▶ **EXTRACT PROVIDED**
I call the scenario Hankow Jingbao: Air Raid on Hankow. Set in 1938, after the loss of Shanghai and Nanking and the destruction of the pre-war Chinese Air Force, at a time when the Soviet Union had sent several groups of Volunteer pilots to hold the line while a new cohort of Chinese airmen trained to fly new Russian aircraft. In this game, Soviet Volunteers engaged raiders of the IJNAF over the Chinese provisional capital Hankow.
A squadron of 11 G3M2 Model 21 Nell bombers in four flights (3 + 3 + 3 + 2), escorted by eight A5M4 Claude fighters in three flights (3 + 3 + 2) made up the raiding force. The five defending players had two X two-plane flights of I-16 Type 10 and three X two-plane flights of I-15 Bis. The leader of the Japanese bomber squadron was a Veteran, experience 2, and so were the leaders of the three flights of Claudes. All other pilots were rated experience 1.

▶ **TO DO**
In the Hankow air raid scenario, which aircraft escorted the Japanese bombers, and how many were there?

▶ **COLLECTED MATERIAL**
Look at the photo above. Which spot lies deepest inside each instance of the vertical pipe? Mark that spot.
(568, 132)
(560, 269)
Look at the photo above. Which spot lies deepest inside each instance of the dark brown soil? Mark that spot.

▶ **WRITTEN REPLY**
Eight A5M4 Claude fighters, in three flights (3 + 3 + 2).